Aung San Suu Kyi & Min Aung Hlaing collage.jpg

L’autentico incubo calato sul Myanmar (l’ex Birmania) dopo il colpo di stato militare, l’imprigionamento dell’ex Presidente e Nobel per la Pace Aung San Suu Kyi e le reiterate stragi di oppositori politici verificatesi negli ultimi mesi e negli ultimi giorni ha scritto una nuova pagina giudiziaria che non allontana le gravi preoccupazioni per le sorti dell’opposizione interna e di chi la guida.

Infatti i giudici della giunta militare del Myanmar hanno rinviato al 10 gennaio la sentenza contro la ex presidente San Suu Kyi, deposta con un golpe lo scorso febbraio. Al processo, uno dei tanti intentati contro di lei, la ex leader birmana è accusata di importazione e possesso di walkie-talkie illegali e di altri reati dettati, secondo molti osservatori neutrali, esclusivamente da ragioni politiche.

L’ex Presidente rischia incredibilmente oltre 100 anni di carcere.

Inferno Myanmar: solo ieri altri 114 manifestanti uccisi

Non si ferma in Myanmar la spaventosa spirale di violenza generata dalla repressione delle proteste di piazza contro la giunta militare che ha preso il potere nel Paese.

Le nuove manifestazioni di ieri, nel giorno in cui si celebrano le Forze armate sono state represse nel sangue e si sono contate 114 vittime da colpi d’arma da fuoco, esplosi da polizia e militari, tra cui un bimbo di 5 anni. “Un giorno di vergogna per le Forze Armate”,dicono gli oppositori. Circa 400 i morti da inizio proteste. Testimoni parlano di diversi feriti gravi nelle manifestazioni di Yangon, Lashio, Mandalay, Kyaukpadaung e Kyei- khto. Intanto, il movimento di disobbe- dienza civile è stato nominato al Nobel per la Pace del 2022.

**Compito A**. Riproduci fedelmente il passo dell'articolo sul Myanmar che va da "L’ex Presidente rischia" fino a "Pace del 2022." incluso.
**Compito B**. Prosegui l'articolo sul Myanmar a partire dalla sua ultima frase.
I dati riportati di seguito sono materiale a sé, distinto dall'articolo sul Myanmar.

**Segmento di dati**.
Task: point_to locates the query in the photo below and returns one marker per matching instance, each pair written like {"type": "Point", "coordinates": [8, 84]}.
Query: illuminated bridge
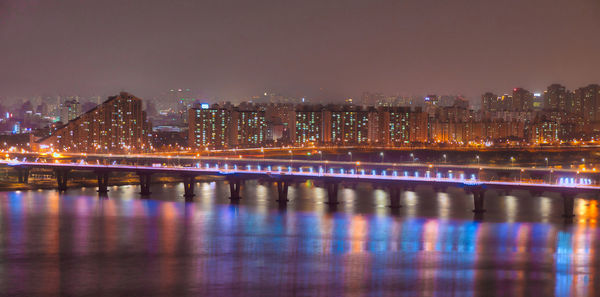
{"type": "Point", "coordinates": [475, 180]}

**Risultato del compito A**.
L’ex Presidente rischia incredibilmente oltre 100 anni di carcere.

Inferno Myanmar: solo ieri altri 114 manifestanti uccisi

Non si ferma in Myanmar la spaventosa spirale di violenza generata dalla repressione delle proteste di piazza contro la giunta militare che ha preso il potere nel Paese.

Le nuove manifestazioni di ieri, nel giorno in cui si celebrano le Forze armate sono state represse nel sangue e si sono contate 114 vittime da colpi d’arma da fuoco, esplosi da polizia e militari, tra cui un bimbo di 5 anni. “Un giorno di vergogna per le Forze Armate”,dicono gli oppositori. Circa 400 i morti da inizio proteste. Testimoni parlano di diversi feriti gravi nelle manifestazioni di Yangon, Lashio, Mandalay, Kyaukpadaung e Kyei- khto. Intanto, il movimento di disobbe- dienza civile è stato nominato al Nobel per la Pace del 2022.

**Risultato del compito B**.
Myanmar, violenza senza fine: centinaia le vittime nella capitale Yangon

L’escalation di repressione e violenza in Myanmar sembra senza fine: a un mese e mezzo dal colpo di stati del 1° febbraio la giunta militare al potere non ferma le uccisioni in piazza dei manifestanti che appoggiano la leader e Premio Nobel Aung San Suu Kyi deposta ed arrestatata dai golpisti.
Proseguono infatti le proteste nell’ex Birmania e si aggrava ulteriormente il bilancio delle vittime della dura repressione delle forze di sicurezza.

Secondo Aapp (Associazione di assistenza ai detenuti politici) i morti della scorsa settimana erano stati 38, ma gli ospedali riferiscono di 59 morti e 129 feriti solo in una sngola manifestazione a Yangon. L’inviata speciale Onu, Schraner Burgener, parla di “resoconti strazianti di omicidi, maltrattamenti dei manifestanti e torture di prigionieri durante il fine settimana”.

Ancora proteste contro il golpe in Myanmar: altri dimostranti uccisi ieri

Sempre più gravi ed allarmanti le notizie che giungono dal Myanmar, in fiamme ormai da un mese e mezzo per le proteste contro il golpe militare dell’inizio di febbraio.

La giunta al potere mostra sempre più un volto duramente repressivo e cerca di schiacciare nel sangue le manifestazione dei cittadini che protestano contro l’arresto del Premio Nobel Aung San Suu Kyi.

Infatti nonostante il giro di vite delle forze di sicurezza birmane proseguono le proteste anti golpe dopo che ieri 12 manifestanti sono stati uccisi dalla repressione. Almeno otto delle vittime sono morte nella cittadina di Myaing.

Nel complesso, dall’inizio delle proteste oltre 70 persone sono state uccise dai militari e 2.045 sono state arrestate. Intanto, il Regno Unito ha consigliato ai suoi cittadini di lasciare il Paese, alla luce della repressione in atto nella sua ex colonia che per l’Onu configura “crimini contro lìumanità” da parte della giunta militare golpista.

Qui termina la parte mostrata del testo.